Brano da leggere:

Dimenticai scriver di sopra come di nuovo in nome di Vostra Excellentia ricordai avant'hieri a Madama, che in questa capitolatione sua con Inghilterra, il Christianissimo si degni inchiudere, più honorevolmente che sia possibile, i Signori Fiorentini et la Excellentia Vostra, acciocchè tutto il mondo conosca che sua Maestà Christianissima vi ha per suoi cari et perfetti amici et veri confederati et adherenti. Disse che l'Ammiraglio ne'haveva havuto espressa commissione dal Re, sin da quando ne parlai a sua Maestà la prima volta. Nondimeno che di nuovo per le prime lettere lo faria ricordare a sua Signoria, et che di ciò V. Excell. stesse con l'animo sicuro, perciocché questo non era di minor satisfattion loro che d'honore et sicurtà vostra.
    
Madama prega molto specialmente le Signorie Vostre che supplichino alla Santità di N. Signore che si degni concedere la esattion della cruciata per questi due anni, che restano da farsi, in quel modo si è fatta li due anni passati, et non permetta che la eseguiscano i frati. Et di questo molto prega et strigne le Signorie Vostre che facciano instanza con Nostro Signore, e si, che si degni far di ciò la gratia al Christianissimo et a lei, la qual certo mostra desiderarlo assai, et mi ha molto stretto a scriverne alle Signorie Vostre. Alle quali humilmente mi raccomando et bacio le mani.

Da Ansenis, a' XVIII di Luglio 1518.

Uso delle informazioni:
A) Rispondi a queste domande sulla lettera:
(i) Da quale luogo e in quale data è scritta la lettera?
(ii) Chi, secondo Madama, aveva già avuto espressa commissione dal Re?
(iii) Per quanti anni Madama chiede che si conceda l'esazione della crociata?
B) Nella lettera, sostituisci "Ammiraglio" con "Cancelliere" nel tratto compreso tra "Dimenticai scriver di" e "et sicurtà vostra.", estremi inclusi.
Le righe qui sotto sono materiale a sé, indipendente dalla lettera.

Dati registrati:
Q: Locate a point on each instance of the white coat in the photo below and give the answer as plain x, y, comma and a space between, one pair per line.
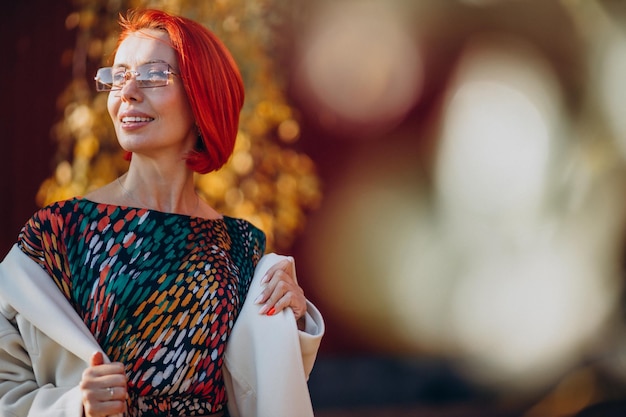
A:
45, 347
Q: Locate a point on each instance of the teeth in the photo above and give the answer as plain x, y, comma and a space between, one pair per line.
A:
135, 119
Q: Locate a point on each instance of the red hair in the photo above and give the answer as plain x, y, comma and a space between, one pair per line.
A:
211, 79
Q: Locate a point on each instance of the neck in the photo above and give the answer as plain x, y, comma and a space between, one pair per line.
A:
171, 191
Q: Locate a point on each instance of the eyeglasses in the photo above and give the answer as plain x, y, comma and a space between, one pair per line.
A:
154, 74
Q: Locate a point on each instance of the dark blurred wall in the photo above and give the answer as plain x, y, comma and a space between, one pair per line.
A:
32, 77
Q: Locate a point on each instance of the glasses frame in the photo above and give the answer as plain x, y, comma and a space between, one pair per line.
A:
102, 86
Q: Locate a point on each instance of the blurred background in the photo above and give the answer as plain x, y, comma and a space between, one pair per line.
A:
448, 174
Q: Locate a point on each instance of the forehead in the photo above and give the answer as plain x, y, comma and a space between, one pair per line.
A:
144, 46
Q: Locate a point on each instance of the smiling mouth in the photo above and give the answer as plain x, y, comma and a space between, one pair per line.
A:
134, 119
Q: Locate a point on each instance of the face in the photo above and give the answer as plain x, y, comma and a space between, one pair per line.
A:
155, 122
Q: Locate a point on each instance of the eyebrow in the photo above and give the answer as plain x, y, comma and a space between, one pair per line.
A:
152, 61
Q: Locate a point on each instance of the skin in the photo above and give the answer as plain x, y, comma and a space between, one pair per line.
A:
159, 179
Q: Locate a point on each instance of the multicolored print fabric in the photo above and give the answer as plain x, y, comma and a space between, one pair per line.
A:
159, 291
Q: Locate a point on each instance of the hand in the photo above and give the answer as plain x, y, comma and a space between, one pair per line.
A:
103, 387
281, 290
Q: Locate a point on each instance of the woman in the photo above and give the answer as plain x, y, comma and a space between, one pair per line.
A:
124, 301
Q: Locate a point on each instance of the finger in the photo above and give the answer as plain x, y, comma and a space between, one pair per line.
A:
285, 266
97, 359
284, 295
274, 291
269, 289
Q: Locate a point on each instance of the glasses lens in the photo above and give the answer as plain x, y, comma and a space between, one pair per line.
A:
156, 74
104, 79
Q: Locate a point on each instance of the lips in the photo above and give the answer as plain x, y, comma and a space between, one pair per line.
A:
136, 119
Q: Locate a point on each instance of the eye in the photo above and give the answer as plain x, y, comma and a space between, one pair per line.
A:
118, 76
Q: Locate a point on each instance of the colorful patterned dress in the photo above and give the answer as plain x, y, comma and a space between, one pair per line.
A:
159, 291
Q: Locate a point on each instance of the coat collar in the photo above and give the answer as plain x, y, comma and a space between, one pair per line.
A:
27, 289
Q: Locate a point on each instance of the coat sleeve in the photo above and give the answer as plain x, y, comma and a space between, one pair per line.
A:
267, 360
21, 394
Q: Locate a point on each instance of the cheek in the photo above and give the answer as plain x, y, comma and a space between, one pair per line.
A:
113, 105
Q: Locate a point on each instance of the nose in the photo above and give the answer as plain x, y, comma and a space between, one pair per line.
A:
130, 91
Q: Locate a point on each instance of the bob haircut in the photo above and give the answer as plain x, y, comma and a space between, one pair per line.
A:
211, 79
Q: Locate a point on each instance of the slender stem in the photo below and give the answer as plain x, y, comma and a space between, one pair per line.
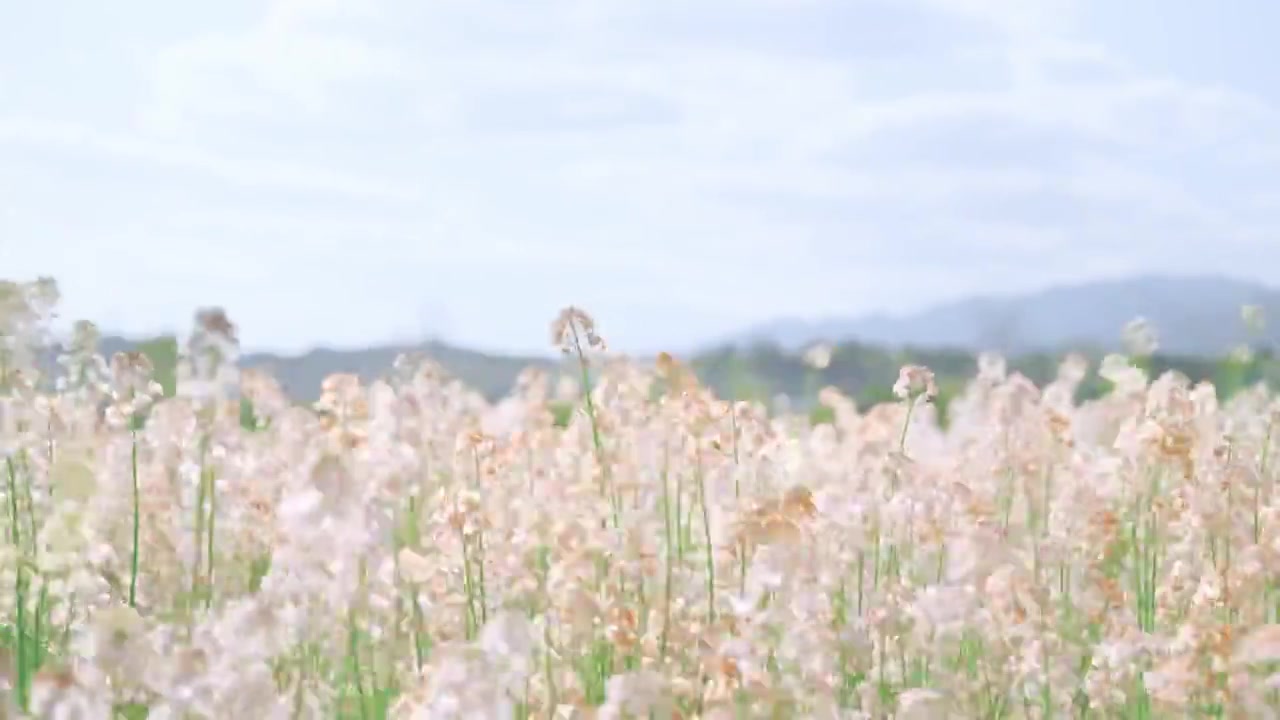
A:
137, 524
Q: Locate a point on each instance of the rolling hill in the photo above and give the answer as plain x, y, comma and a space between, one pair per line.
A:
1194, 315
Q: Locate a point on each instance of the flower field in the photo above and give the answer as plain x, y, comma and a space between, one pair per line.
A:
405, 548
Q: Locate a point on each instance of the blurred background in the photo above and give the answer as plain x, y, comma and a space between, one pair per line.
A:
728, 181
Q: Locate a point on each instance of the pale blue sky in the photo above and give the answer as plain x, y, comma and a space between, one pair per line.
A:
348, 172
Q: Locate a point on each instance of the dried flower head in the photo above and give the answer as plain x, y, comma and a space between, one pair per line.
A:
915, 381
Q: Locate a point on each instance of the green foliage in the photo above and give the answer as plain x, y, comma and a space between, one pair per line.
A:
822, 415
163, 354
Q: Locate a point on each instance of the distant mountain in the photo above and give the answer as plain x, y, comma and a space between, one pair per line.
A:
1193, 315
301, 376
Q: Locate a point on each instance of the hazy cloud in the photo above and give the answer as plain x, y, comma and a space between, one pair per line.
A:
348, 171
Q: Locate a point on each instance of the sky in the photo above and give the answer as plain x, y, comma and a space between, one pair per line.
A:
350, 172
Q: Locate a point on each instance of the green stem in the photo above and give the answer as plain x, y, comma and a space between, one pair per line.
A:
137, 524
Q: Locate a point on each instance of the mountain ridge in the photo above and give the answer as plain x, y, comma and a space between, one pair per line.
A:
1193, 315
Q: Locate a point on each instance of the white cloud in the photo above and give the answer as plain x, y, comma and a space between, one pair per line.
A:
732, 160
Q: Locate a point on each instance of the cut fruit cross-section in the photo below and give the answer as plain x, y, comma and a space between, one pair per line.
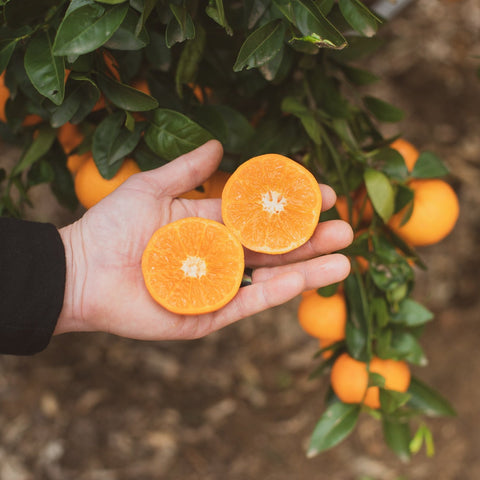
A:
272, 204
193, 266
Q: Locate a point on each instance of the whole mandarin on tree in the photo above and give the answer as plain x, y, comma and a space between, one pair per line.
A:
323, 317
434, 215
91, 187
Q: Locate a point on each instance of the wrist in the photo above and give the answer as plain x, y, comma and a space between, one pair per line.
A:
71, 318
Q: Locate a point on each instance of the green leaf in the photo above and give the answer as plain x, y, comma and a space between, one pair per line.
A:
45, 71
270, 69
428, 165
337, 422
255, 10
80, 97
315, 27
379, 310
126, 36
423, 434
380, 192
216, 12
309, 121
6, 49
391, 163
412, 314
227, 125
126, 97
428, 401
112, 142
397, 435
39, 147
405, 346
171, 134
359, 17
190, 58
88, 28
403, 197
391, 400
62, 184
180, 27
383, 111
157, 52
260, 46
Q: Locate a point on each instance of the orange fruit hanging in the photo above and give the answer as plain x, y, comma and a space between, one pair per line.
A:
349, 379
323, 317
69, 136
76, 160
211, 188
435, 212
91, 187
272, 204
409, 153
324, 343
193, 266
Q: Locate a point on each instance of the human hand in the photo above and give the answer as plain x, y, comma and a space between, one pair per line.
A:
105, 290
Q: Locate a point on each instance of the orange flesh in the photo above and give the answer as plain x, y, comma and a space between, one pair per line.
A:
193, 266
272, 204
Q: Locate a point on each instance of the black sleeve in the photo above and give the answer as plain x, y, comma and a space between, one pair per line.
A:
32, 285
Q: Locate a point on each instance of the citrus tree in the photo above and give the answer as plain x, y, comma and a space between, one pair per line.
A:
98, 83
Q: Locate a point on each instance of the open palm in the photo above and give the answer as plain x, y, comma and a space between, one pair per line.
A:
105, 289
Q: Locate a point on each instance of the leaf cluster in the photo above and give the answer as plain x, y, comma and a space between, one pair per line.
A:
261, 76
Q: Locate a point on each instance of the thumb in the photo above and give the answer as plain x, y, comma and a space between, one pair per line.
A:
187, 171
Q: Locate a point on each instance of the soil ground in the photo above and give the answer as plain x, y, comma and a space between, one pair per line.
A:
238, 404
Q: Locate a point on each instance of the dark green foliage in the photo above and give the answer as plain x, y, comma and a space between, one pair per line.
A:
262, 76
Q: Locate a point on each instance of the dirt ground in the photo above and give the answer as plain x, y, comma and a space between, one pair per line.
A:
238, 404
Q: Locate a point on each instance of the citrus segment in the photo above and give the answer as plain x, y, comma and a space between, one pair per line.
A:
272, 204
193, 266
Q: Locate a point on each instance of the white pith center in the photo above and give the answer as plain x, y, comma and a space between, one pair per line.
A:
273, 202
194, 267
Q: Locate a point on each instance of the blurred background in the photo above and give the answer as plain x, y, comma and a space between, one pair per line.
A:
238, 404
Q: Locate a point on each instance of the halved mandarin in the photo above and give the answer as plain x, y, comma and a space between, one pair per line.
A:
272, 204
193, 266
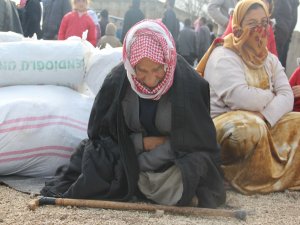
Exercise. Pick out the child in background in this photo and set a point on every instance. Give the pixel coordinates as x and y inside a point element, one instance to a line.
<point>78,21</point>
<point>295,84</point>
<point>110,37</point>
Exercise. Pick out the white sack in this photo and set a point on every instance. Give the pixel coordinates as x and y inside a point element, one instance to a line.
<point>40,126</point>
<point>99,65</point>
<point>43,62</point>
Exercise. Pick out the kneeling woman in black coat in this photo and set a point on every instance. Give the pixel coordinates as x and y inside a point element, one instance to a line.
<point>150,131</point>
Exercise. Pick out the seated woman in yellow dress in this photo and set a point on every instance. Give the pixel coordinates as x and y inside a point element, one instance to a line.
<point>251,104</point>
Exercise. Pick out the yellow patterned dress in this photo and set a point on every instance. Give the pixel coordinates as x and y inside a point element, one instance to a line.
<point>258,158</point>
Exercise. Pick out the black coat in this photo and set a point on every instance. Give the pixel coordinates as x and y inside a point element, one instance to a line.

Risultati per compito:
A)
(i) Da Ansenis, il 18 luglio 1518 ("a' XVIII di Luglio 1518").
(ii) L'Ammiraglio.
(iii) Per i due anni che restano da farsi.

B)
Dimenticai scriver di sopra come di nuovo in nome di Vostra Excellentia ricordai avant'hieri a Madama, che in questa capitolatione sua con Inghilterra, il Christianissimo si degni inchiudere, più honorevolmente che sia possibile, i Signori Fiorentini et la Excellentia Vostra, acciocchè tutto il mondo conosca che sua Maestà Christianissima vi ha per suoi cari et perfetti amici et veri confederati et adherenti. Disse che l'Cancelliere ne'haveva havuto espressa commissione dal Re, sin da quando ne parlai a sua Maestà la prima volta. Nondimeno che di nuovo per le prime lettere lo faria ricordare a sua Signoria, et che di ciò V. Excell. stesse con l'animo sicuro, perciocché questo non era di minor satisfattion loro che d'honore et sicurtà vostra.